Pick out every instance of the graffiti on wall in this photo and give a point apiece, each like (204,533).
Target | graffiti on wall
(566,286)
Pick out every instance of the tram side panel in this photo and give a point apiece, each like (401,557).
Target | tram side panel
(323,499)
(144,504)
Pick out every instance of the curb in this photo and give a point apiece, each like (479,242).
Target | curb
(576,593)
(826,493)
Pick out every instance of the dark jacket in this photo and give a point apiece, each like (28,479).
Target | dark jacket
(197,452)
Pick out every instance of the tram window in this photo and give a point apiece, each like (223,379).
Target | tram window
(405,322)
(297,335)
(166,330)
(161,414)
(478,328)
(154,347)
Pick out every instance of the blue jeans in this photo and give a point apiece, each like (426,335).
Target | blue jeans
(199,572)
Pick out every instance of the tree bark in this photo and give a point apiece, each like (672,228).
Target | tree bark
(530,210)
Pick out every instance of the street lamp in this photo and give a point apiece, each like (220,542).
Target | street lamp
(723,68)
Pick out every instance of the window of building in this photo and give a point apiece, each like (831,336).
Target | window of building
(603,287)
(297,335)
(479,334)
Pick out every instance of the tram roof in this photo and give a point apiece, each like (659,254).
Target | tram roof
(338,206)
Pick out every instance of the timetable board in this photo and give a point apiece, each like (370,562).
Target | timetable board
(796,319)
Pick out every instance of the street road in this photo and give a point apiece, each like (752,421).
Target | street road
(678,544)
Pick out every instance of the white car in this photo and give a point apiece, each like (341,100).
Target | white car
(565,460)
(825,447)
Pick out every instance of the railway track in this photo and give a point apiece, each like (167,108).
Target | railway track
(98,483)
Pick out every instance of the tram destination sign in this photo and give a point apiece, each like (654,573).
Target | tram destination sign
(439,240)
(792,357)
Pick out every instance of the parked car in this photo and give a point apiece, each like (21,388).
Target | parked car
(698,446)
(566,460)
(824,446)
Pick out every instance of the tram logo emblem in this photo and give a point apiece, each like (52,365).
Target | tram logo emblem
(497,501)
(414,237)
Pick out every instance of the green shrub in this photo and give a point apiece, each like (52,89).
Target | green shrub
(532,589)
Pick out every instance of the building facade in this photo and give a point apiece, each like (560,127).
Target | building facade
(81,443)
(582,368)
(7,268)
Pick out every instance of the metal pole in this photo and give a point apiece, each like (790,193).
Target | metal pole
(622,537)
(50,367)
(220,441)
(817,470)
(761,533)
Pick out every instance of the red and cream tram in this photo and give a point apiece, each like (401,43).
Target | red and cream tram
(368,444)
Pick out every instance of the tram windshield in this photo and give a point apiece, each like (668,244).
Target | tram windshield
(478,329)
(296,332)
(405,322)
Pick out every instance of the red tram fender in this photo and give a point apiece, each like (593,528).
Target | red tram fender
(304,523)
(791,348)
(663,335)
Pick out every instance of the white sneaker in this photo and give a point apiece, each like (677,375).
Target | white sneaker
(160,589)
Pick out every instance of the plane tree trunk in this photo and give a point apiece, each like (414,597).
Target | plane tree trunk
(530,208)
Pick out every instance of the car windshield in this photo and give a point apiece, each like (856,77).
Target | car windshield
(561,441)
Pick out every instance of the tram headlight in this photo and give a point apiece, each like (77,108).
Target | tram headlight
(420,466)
************
The records above are to be copied in full, exactly as written.

Pick out every instance of the graffiti on wall in this photo and give a point apiece, each like (204,533).
Target | graffiti on wall
(566,286)
Pick out every instance of the tram side panel in this photo and give a point apiece, each like (401,557).
Target | tram side panel
(323,499)
(144,504)
Pick out every instance of the curb in this photo and give a point apiece, each like (479,242).
Target | curb
(576,593)
(826,493)
Pick out every instance of the dark jacket in this photo and give a point apiece, each like (28,479).
Target | dark jacket
(197,452)
Pick out every instance of the tram window in this photo and give a point apiece, each like (223,379).
Target | tram window
(405,322)
(297,335)
(166,330)
(161,414)
(478,328)
(154,347)
Pick out every instance of the blue jeans in this photo and give a point apiece, each like (426,335).
Target | blue jeans
(199,572)
Pick out every instance of the tree bark in this photo and give a point apiece, each like (672,228).
Target | tree bark
(530,210)
Pick out every instance of the street lamp in this photo and give a point apiece, each like (220,542).
Target | street lamp
(723,68)
Pick out every instance of the window of building in this photo and give a point apiece, each like (831,336).
Target | window of building
(603,287)
(297,335)
(479,334)
Pick out every instance of the tram roof in this photo and give a point apiece, each like (659,254).
Target | tram roof
(338,206)
Pick out every instance of the timetable board in this photo and give a point apiece, each like (370,562).
Target | timetable board
(796,319)
Pick out every instance of the street road in this photo and give a point apiece, each like (752,421).
Target | street road
(678,544)
Pick out every instance of the white car in this photo and give a point apiece, each like (341,100).
Target | white car
(565,460)
(825,447)
Pick out every instance of the railway track in this photo and give a point apiece, each like (167,108).
Target | railway track
(98,483)
Pick out every instance of the tram destination sign in this photo and give a point apiece, each like (654,573).
Target | tram destination sign
(439,240)
(792,357)
Pick out every instance of the parked car in this photo and give a point apiece, each like (21,388).
Target | parked car
(698,446)
(566,460)
(824,446)
Pick out every instance of the tram logo emblem in this photo and give a point apiece, each like (52,365).
Target | tram logo emblem
(497,501)
(414,237)
Pick out every instance of the green shrub in this photo and give a point apiece, each like (52,89).
Target | green shrub
(532,589)
Pick out every instance of the building facade in this photo and give a point apiece, each like (560,127).
Target | building facade
(81,443)
(582,368)
(7,268)
Pick out every instance of the metal pole in this photo and give a point apiece, each like (790,193).
Target | metal pole
(622,537)
(50,367)
(220,441)
(817,470)
(761,533)
Pick out every instance of the red and cream tram in this photo and give a point apiece, each like (401,43).
Target | red and cream tram
(368,444)
Pick out every instance of the tram windshield in this photo and give a point apiece, each like (668,244).
Target | tram windshield
(478,329)
(296,332)
(405,322)
Pick out every instance of the red tram fender in this photo and give a point apiece, each like (593,528).
Target | red tram fender
(304,523)
(791,348)
(663,335)
Pick out every instance of the white sneaker in this photo and give a point apiece, each like (677,375).
Target | white sneaker
(160,589)
Pick out every instance of the plane tree trunk in this photo and give a point apiece, each like (414,597).
Target | plane tree trunk
(530,208)
Pick out every instance of the car windshield in this photo and give a point apiece, each like (856,77).
Target | car windshield
(561,441)
Pick out every instance of the tram headlight in this photo and give a point apiece, each like (77,108).
Target | tram headlight
(420,466)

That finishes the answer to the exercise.